*AIM*. Your task is to transcribe the entries below exactly, beginning with the line containing "In this photo, where can the orange shrimp" and ending with the final line, and to add nothing else.

Coordinate annotation records:
-- BEGIN --

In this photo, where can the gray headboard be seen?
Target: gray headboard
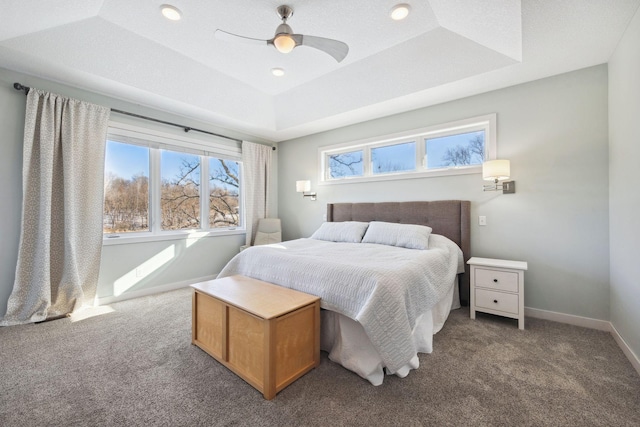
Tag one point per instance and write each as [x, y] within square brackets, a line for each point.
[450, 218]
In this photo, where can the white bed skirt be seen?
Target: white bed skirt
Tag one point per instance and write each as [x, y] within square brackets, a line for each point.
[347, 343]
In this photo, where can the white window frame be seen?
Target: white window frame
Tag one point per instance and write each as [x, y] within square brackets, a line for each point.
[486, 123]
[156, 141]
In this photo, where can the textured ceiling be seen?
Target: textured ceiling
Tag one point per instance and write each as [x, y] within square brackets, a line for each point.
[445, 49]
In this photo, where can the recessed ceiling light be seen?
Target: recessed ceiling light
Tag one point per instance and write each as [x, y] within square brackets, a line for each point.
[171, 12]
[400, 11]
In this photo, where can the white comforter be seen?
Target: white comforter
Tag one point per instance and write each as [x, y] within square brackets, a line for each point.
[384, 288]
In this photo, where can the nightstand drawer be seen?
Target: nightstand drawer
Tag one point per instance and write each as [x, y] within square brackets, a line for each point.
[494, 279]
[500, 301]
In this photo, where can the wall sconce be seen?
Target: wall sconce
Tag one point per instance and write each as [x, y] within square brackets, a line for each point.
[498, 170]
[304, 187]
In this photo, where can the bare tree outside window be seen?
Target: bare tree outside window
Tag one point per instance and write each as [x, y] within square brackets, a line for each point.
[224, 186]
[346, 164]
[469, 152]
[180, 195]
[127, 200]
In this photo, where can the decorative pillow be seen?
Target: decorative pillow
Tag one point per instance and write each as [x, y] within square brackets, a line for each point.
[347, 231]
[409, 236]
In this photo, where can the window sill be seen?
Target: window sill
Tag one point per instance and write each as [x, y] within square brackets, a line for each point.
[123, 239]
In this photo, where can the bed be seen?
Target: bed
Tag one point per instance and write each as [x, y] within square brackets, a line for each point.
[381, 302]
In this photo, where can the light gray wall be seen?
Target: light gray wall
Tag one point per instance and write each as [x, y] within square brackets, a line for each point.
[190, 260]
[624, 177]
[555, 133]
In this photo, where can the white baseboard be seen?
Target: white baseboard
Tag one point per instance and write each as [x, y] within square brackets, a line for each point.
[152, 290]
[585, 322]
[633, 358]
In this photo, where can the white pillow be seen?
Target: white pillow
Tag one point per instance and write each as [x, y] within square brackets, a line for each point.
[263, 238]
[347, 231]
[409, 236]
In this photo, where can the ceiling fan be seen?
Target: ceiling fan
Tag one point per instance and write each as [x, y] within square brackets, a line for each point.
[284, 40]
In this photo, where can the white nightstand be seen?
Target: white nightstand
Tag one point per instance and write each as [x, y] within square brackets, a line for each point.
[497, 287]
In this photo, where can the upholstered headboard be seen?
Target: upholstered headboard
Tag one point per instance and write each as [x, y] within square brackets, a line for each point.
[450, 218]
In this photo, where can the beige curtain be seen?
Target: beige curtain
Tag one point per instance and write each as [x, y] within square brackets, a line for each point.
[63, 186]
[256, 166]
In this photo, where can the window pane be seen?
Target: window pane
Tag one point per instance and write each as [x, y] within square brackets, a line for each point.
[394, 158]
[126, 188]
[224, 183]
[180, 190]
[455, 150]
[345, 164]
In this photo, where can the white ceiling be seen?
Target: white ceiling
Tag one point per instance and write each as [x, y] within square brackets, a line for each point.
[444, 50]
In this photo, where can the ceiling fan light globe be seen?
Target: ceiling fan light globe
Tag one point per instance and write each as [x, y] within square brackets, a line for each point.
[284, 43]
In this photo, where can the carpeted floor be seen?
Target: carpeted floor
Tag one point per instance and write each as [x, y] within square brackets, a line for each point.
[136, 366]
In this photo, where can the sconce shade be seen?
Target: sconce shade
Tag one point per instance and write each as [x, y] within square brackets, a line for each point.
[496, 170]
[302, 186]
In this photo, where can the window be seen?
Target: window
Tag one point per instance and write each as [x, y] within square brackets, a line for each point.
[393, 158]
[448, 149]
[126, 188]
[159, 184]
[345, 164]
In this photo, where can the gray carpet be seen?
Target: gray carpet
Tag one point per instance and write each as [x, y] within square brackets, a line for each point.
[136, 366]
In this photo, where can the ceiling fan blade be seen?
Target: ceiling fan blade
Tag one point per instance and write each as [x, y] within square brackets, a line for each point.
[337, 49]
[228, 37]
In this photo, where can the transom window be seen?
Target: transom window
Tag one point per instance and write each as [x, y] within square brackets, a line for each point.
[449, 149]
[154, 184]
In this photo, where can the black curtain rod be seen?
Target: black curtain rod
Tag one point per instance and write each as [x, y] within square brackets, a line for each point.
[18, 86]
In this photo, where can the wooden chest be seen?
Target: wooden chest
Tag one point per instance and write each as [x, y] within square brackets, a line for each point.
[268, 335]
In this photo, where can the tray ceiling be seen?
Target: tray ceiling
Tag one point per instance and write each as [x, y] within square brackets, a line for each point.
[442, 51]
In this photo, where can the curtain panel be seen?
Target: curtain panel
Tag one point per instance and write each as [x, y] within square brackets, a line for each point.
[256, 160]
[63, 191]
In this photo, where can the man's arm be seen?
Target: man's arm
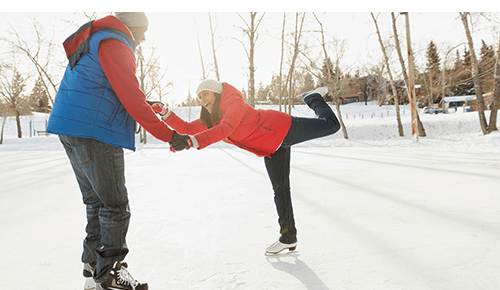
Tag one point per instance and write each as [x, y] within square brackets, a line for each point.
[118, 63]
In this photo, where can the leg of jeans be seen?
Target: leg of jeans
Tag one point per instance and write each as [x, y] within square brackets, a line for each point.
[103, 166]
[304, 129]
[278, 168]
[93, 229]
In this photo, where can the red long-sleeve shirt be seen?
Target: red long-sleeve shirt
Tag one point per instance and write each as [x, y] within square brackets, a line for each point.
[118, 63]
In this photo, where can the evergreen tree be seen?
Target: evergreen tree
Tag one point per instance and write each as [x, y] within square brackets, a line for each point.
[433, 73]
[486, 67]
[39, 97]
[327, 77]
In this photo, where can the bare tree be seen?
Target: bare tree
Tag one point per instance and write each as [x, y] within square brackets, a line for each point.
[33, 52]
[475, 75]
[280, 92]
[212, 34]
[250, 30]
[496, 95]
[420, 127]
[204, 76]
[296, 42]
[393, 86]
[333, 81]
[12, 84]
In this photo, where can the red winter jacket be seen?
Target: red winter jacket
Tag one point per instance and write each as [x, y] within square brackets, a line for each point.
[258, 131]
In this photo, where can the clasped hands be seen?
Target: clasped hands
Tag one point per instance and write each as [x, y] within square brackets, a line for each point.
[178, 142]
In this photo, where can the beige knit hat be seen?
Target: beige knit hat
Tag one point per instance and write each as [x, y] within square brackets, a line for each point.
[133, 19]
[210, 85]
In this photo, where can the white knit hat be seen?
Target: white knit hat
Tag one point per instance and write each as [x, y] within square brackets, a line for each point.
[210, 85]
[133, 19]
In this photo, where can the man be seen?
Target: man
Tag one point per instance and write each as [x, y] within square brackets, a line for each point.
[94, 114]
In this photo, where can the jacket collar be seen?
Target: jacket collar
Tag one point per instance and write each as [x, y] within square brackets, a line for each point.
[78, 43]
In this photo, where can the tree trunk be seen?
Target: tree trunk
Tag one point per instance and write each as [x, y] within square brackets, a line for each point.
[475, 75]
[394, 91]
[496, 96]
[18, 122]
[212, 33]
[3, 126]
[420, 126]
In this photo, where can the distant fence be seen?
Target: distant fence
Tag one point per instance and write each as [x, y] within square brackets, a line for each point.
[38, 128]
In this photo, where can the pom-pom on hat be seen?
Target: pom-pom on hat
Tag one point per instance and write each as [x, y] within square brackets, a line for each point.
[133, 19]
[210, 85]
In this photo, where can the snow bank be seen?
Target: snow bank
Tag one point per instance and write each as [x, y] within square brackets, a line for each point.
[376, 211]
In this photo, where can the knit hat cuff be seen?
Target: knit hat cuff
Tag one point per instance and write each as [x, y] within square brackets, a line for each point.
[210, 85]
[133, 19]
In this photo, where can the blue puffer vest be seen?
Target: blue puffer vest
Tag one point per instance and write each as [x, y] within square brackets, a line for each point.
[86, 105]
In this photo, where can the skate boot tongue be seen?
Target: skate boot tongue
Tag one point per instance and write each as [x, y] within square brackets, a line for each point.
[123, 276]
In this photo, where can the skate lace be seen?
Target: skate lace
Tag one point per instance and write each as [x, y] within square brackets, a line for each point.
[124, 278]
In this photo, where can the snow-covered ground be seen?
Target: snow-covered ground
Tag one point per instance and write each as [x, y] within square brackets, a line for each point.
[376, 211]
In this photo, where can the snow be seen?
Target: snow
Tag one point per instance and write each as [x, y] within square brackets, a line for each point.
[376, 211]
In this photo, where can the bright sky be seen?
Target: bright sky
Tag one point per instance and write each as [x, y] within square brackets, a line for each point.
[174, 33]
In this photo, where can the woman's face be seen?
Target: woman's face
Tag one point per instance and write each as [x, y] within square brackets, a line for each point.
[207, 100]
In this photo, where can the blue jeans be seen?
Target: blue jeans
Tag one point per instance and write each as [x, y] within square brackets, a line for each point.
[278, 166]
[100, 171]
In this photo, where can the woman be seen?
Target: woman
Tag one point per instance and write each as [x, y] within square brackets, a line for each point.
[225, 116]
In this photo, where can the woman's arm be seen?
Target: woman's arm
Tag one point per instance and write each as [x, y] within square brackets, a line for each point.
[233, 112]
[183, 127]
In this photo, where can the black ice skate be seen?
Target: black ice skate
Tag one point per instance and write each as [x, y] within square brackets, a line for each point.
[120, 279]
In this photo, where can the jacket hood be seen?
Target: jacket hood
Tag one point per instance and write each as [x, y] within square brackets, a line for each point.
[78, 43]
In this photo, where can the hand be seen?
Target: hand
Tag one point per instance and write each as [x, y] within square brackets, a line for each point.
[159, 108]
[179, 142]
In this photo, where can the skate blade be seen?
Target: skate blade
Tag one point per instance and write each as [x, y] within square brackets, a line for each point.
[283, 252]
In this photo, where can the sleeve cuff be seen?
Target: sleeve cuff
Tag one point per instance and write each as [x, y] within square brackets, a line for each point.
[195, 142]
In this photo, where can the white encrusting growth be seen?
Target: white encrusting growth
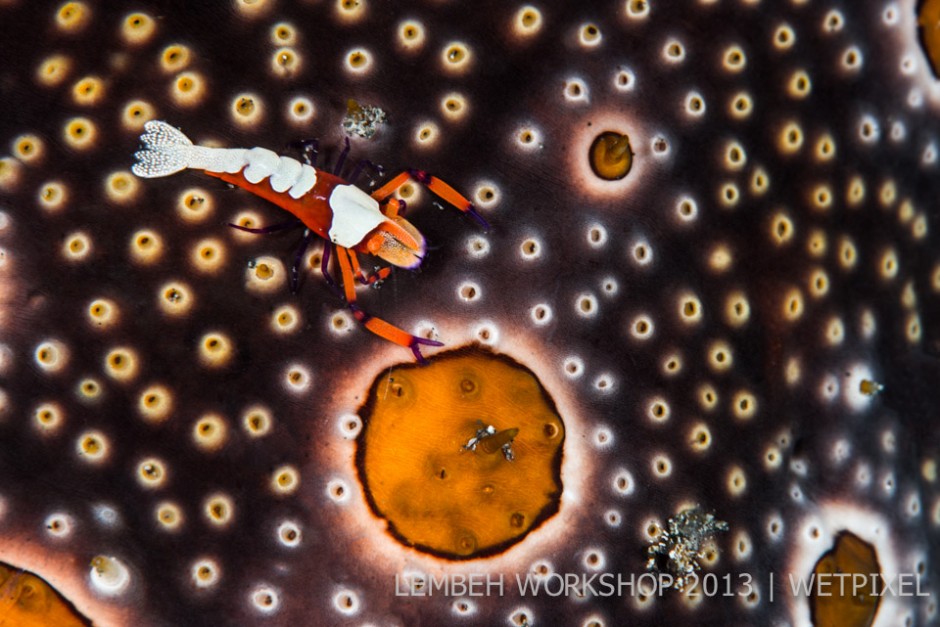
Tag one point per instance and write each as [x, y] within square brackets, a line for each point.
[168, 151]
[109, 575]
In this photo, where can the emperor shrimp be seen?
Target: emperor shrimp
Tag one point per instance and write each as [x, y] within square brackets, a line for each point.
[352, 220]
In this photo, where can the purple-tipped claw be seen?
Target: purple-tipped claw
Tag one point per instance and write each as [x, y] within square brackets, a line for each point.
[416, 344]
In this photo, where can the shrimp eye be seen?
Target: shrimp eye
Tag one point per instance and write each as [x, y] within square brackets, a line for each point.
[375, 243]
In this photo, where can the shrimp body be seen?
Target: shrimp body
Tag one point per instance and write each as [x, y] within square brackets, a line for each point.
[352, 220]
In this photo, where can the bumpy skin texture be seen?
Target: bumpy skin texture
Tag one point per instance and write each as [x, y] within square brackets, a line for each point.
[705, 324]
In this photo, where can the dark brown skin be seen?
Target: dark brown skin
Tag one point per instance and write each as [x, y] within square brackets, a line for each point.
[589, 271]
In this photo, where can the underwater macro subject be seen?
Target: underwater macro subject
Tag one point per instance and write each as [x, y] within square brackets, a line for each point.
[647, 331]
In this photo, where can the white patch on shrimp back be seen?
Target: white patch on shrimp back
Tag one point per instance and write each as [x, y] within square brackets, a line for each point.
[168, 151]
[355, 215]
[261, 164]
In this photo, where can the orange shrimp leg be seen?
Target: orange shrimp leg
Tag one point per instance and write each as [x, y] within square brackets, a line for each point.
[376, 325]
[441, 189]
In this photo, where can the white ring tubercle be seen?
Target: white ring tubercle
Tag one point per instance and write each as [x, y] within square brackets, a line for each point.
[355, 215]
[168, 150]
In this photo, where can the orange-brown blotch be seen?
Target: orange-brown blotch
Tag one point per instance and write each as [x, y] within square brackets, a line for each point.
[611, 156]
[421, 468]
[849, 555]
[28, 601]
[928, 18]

-- END --

*ANSWER FOR THIS EXERCISE*.
In this photo, where can the orange shrimp leg be seen?
Target: orange shrimp leg
Tag one point per instance and write each as [x, y] within square brackets, a line for each point.
[376, 325]
[441, 189]
In this photo, where can the white ring tubercle be seen?
Target: white ring tubercle
Tag one point per instance and write each as [x, y] within square brackets, a line for each point.
[355, 215]
[168, 150]
In this photo, where can the orange-brown blotch be seen?
Target: orange-brown blotch
Tag one point per instance and write each as [x, y] within square brackets, a line for each point.
[611, 156]
[421, 468]
[849, 555]
[28, 601]
[928, 18]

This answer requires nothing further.